Khao niao sangkhaya (ข้าวเหนียวสังขยา, /th/) or sticky rice with custard, is a traditional Thai dessert. It is prepared with glutinous rice (commonly known as sticky rice), topped with coconut custard and coconut milk. Khao niao sangkhaya is served warm or at room temperature. The dessert is also found in other countries in Southeast Asia, such as Indonesia, Malaysia, Singapore, and the Philippines.

==History==
Khao niao sangkhaya can be made according to different recipes and tastes, depending on specific cultures. In Thailand, the dish was influenced by Portuguese cuisine during the Ayutthaya period (1350–1767). Maria Guyomar de Pinha, who was known as the Queen of Thai desserts, introduced a revolutionary method of making Thai desserts by taking recipes from Portuguese cuisine, which are generally made from eggs, and this is how Sangkhaya was invented.

━━━━━━━━━━━━━━━━━━━━

PROBLEM SET:
1. Which countries does the khao niao sangkhaya passage name? List every one.
2. Retype the khao niao sangkhaya passage from "Khao niao sangkhaya (ข้าวเหนียวสังขยา, /th/)" up to and including "and the Philippines.".
The lines come from a separate source, not from the khao niao sangkhaya passage.

RAW DATA:

━━━━━━━━━━━━━━━━━━━━

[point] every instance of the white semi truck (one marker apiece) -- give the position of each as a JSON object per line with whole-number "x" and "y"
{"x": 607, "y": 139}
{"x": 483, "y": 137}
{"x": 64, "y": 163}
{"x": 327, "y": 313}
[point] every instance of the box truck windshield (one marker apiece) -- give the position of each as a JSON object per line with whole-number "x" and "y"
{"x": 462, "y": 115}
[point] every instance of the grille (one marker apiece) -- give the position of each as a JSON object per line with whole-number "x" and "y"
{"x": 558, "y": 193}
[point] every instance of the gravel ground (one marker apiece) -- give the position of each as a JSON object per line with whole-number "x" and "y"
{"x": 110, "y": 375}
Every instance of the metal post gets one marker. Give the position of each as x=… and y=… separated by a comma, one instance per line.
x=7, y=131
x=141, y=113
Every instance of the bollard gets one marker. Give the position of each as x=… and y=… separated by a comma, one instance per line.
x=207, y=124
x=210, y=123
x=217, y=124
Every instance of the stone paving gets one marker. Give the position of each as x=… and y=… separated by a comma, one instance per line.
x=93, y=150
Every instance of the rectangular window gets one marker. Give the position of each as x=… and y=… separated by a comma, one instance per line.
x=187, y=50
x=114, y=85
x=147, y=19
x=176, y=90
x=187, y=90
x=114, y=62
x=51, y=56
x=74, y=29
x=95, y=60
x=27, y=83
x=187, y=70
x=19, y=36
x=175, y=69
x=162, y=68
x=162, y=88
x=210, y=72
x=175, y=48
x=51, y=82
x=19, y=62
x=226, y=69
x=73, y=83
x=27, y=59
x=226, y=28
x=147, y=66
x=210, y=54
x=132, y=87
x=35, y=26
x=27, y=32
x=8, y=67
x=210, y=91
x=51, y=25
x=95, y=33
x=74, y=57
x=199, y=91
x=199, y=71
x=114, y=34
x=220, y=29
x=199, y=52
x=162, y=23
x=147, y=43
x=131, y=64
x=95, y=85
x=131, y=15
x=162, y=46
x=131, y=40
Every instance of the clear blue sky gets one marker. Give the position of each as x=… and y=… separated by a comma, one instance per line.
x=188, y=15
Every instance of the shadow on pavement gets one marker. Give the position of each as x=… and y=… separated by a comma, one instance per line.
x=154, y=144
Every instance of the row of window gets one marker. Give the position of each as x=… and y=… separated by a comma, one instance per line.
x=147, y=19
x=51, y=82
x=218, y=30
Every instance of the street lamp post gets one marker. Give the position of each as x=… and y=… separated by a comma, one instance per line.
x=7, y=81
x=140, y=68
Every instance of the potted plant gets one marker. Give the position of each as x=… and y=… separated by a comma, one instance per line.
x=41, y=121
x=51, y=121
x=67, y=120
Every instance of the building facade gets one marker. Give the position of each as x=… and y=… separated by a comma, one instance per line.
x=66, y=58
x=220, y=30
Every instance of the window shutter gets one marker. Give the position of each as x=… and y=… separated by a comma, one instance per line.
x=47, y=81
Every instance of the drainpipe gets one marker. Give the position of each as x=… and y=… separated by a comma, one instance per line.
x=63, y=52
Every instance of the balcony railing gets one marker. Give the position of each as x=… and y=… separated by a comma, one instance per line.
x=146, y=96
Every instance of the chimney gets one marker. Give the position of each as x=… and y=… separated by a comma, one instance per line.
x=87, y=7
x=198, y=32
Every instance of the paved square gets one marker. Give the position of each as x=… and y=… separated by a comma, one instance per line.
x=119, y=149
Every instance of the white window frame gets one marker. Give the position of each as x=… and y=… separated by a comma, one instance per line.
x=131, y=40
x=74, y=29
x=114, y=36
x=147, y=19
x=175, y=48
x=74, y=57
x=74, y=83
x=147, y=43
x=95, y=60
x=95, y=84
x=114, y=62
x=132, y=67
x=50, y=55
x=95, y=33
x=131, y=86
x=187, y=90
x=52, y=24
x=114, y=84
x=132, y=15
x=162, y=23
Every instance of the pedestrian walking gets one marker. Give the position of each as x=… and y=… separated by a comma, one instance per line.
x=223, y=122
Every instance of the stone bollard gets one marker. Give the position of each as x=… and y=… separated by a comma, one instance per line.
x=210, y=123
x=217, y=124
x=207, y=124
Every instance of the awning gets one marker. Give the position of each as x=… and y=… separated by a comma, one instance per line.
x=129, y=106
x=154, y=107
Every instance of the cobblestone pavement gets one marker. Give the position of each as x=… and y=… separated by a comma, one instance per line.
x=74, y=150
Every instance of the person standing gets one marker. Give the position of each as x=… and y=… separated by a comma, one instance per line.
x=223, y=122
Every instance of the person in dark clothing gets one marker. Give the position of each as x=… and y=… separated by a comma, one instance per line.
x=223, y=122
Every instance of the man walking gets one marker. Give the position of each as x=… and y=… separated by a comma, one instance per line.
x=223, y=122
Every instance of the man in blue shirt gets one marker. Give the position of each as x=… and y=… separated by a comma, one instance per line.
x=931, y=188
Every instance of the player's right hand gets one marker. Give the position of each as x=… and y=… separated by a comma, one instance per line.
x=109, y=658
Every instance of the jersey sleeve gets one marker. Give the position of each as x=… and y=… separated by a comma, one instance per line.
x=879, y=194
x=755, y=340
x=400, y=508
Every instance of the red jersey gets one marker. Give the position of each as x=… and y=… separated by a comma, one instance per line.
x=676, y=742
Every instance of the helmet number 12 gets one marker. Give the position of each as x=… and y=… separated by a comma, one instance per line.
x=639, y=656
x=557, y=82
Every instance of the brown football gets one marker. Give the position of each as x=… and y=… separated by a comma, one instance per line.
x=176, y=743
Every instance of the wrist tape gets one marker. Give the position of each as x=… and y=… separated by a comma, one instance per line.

━━━━━━━━━━━━━━━━━━━━

SOLUTIONS BY TASK:
1. Thailand, Indonesia, Malaysia, Singapore, the Philippines

2.
Khao niao sangkhaya (ข้าวเหนียวสังขยา, /th/) or sticky rice with custard, is a traditional Thai dessert. It is prepared with glutinous rice (commonly known as sticky rice), topped with coconut custard and coconut milk. Khao niao sangkhaya is served warm or at room temperature. The dessert is also found in other countries in Southeast Asia, such as Indonesia, Malaysia, Singapore, and the Philippines.